EXERCISE DESCRIPTION:
Only the lines from the one containing "could you take a look at this and find the stage" to the end of the records belong in the output; print them exactly.

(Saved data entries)
= Beginning of Section =

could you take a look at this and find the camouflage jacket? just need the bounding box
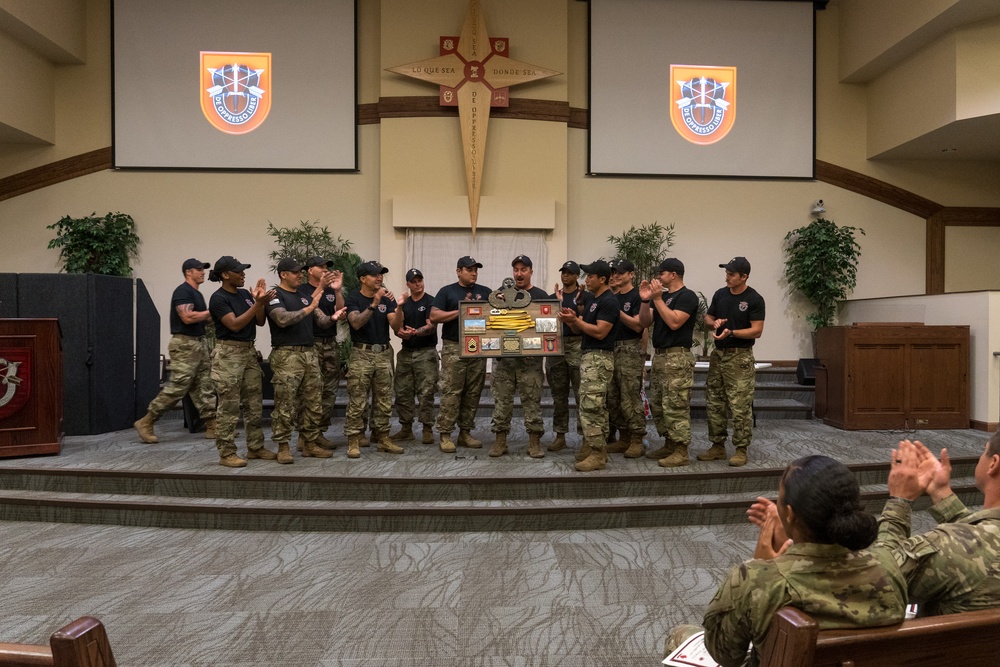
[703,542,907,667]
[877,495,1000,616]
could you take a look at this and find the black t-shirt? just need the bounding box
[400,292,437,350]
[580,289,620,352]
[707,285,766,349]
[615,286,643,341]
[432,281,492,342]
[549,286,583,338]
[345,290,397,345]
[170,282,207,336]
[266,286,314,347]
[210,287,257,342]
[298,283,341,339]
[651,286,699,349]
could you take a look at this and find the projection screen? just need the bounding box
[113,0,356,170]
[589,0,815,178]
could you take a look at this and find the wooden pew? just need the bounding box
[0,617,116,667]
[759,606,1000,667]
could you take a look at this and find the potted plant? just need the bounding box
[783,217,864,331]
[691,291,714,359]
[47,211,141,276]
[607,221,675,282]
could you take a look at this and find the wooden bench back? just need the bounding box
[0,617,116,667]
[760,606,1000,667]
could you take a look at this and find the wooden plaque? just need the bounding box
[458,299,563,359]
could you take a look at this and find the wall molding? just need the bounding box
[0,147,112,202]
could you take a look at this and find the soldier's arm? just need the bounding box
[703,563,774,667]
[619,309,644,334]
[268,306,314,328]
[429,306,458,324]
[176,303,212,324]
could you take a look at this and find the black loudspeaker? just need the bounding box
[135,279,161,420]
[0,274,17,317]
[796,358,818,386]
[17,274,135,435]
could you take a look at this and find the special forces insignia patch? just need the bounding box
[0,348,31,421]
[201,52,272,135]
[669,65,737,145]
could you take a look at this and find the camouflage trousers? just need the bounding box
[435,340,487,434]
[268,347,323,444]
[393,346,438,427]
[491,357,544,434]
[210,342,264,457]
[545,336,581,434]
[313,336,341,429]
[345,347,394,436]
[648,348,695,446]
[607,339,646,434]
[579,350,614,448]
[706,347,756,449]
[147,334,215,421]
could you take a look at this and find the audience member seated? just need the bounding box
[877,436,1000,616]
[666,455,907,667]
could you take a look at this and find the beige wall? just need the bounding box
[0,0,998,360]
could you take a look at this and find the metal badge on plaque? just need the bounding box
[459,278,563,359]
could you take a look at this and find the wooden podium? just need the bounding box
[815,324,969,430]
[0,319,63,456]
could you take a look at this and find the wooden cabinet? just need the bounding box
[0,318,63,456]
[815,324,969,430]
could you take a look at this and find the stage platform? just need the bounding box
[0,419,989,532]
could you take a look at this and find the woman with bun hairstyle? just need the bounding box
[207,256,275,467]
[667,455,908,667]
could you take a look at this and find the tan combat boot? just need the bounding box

= End of Section =

REPLY:
could you take a look at this and find the stage platform? just need the bounding box
[0,419,989,532]
could you take a look at this and find the woman with bun hairstyle? just need the bounding box
[207,256,275,467]
[667,455,908,667]
could you take a look at this and find the tan combat boot? just need the bounding box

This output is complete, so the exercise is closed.